Data in this exercise:
___

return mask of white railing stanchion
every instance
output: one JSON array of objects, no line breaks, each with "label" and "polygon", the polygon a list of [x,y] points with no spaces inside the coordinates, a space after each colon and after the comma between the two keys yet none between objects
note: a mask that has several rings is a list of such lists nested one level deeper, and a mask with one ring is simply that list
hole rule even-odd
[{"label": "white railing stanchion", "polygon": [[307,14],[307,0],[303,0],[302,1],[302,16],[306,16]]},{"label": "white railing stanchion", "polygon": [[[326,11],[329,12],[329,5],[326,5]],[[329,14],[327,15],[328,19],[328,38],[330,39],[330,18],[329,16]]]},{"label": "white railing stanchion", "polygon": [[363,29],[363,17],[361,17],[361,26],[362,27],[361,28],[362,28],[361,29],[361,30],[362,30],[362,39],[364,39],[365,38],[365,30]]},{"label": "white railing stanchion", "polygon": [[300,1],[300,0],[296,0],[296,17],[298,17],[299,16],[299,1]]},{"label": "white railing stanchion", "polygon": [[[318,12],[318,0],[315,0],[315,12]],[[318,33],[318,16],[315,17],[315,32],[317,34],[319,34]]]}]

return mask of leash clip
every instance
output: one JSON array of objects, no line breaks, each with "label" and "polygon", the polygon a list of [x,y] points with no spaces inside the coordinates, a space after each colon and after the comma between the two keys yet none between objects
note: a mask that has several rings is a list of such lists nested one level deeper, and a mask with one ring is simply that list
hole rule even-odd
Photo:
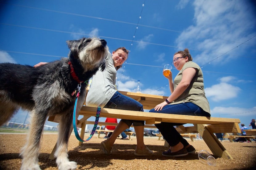
[{"label": "leash clip", "polygon": [[81,83],[82,82],[81,82],[79,84],[77,84],[77,94],[76,95],[76,97],[78,97],[80,94],[80,91],[81,89]]}]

___

Instructions for the task:
Please copy every line of the records above word for word, leaving out the pictures.

Completed exercise:
return mask of white railing stanchion
every instance
output: one JSON array of objects, no line breaks, each with "label" and "polygon", the polygon a list of [x,y] points with no spaces inside the coordinates, a space after each colon and after the comma between the two keys yet none between objects
note: a mask that has several rings is a list of such lists nested one level deeper, and a mask with one ring is simply that list
hole rule even-odd
[{"label": "white railing stanchion", "polygon": [[307,14],[307,0],[303,0],[302,1],[302,16],[306,16]]},{"label": "white railing stanchion", "polygon": [[[326,11],[329,12],[329,5],[326,5]],[[329,14],[327,15],[328,19],[328,38],[330,39],[330,18],[329,16]]]},{"label": "white railing stanchion", "polygon": [[363,29],[363,17],[361,17],[361,26],[362,27],[361,28],[362,28],[361,29],[361,30],[362,30],[362,39],[364,39],[365,38],[365,30]]},{"label": "white railing stanchion", "polygon": [[300,1],[300,0],[296,0],[296,17],[298,17],[299,16],[299,1]]},{"label": "white railing stanchion", "polygon": [[[318,12],[318,0],[315,0],[315,12]],[[318,33],[318,16],[315,17],[315,32],[317,34],[319,34]]]}]

return mask of leash clip
every instance
output: one JSON array of objects, no line breaks, each with "label" and "polygon", the polygon a list of [x,y] points with no spaces inside the coordinates, a space after each colon and after the comma between the two keys yet none between objects
note: a mask that has several rings is a list of such lists nested one level deeper, and a mask with one ring is simply that list
hole rule even-odd
Photo:
[{"label": "leash clip", "polygon": [[81,83],[82,82],[81,82],[79,84],[77,84],[77,94],[76,95],[76,97],[78,97],[80,94],[80,91],[81,89]]}]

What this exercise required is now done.